# EXCERPTED TEXT start
Studio album by Johnny Mathis
- Released: February 10, 1971
- Recorded: January 18, 1969 July 15–August 14, 1970 December 16, 1970 December 23, 1970 January 4, 1971
- Genre: Vocal; pop/rock;
- Length: 32:17
- Label: Columbia
- Producer: Jack Gold Robert Mersey

Johnny Mathis chronology
| Johnny Mathis Sings the Music of Bacharach & Kaempfert (1970) | Love Story (1971) | You've Got a Friend (1971) |

= Love Story (Johnny Mathis album) =

Love Story is an album by American pop singer Johnny Mathis that was released on February 10, 1971, by Columbia Records and included a recent Oscar nominee ("What Are You Doing the Rest of Your Life?"), a flashback to 1967 ("Traces"), a new song by Bacharach & David ("Ten Times Forever More"), a lesser-known one by Goffin & King ("I Was There"), and two songs that originated in film scores from 1970 and had lyrics added later: the album closer, "Loss of Love", from Sunflower and the album opener from Love Story, which was subtitled "Where Do I Begin". The norm for Mathis projects from this era was to cover recent hits, and the title track of this one was so recent that the version by Andy Williams began a 13-week run to number nine on Billboard magazine's Hot 100 chart in February 1971, coinciding with the release of this LP.

The Mathis recording of "Ten Times Forever More" was released as a single on January 21 of that year and spent two weeks on Billboard magazine's Easy Listening chart in March that included a peak position at number 32. The album's debut on the magazine's Top LP's chart was in the issue dated March 13 and led to a number 47 showing over the course of 18 weeks. it also debuted on the Cashbox albums chart in the issue dated February 20, 1971, and remained on the chart for 18 weeks, peaking at number 46.

Love Story was released for the first time on compact disc in 1995 as one of two albums on one CD, the other LP being his Raindrops Keep Fallin' on My Head album from 1970. Love Story was also included in Legacy's Mathis box set The Voice of Romance: The Columbia Original Album Collection, which was released on December 8, 2017.
# EXCERPTED TEXT end
# DATA PROVIDED start
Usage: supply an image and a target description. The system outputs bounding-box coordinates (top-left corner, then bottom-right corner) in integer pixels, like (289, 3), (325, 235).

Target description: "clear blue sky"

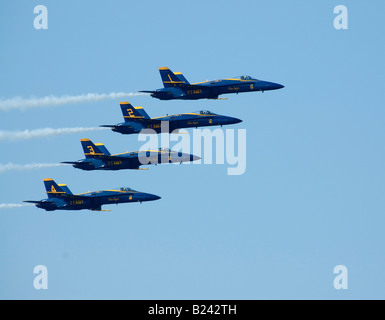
# DATA PROVIDED end
Please say whether each statement agrees with the text about the Love Story album, answering yes or no and quoting the deciding words: (a) Columbia Records released the album on February 10, 1971. (b) "Ten Times Forever More" peaked at number 9 on the Easy Listening chart. (c) The album first came out on compact disc in 1995. The material has no connection to the text about the Love Story album.

• _SOLUTION_
(a) Yes: "released on February 10, 1971, by Columbia Records"
(b) No: "included a peak position at number 32"
(c) Yes: "Love Story was released for the first time on compact disc in 1995"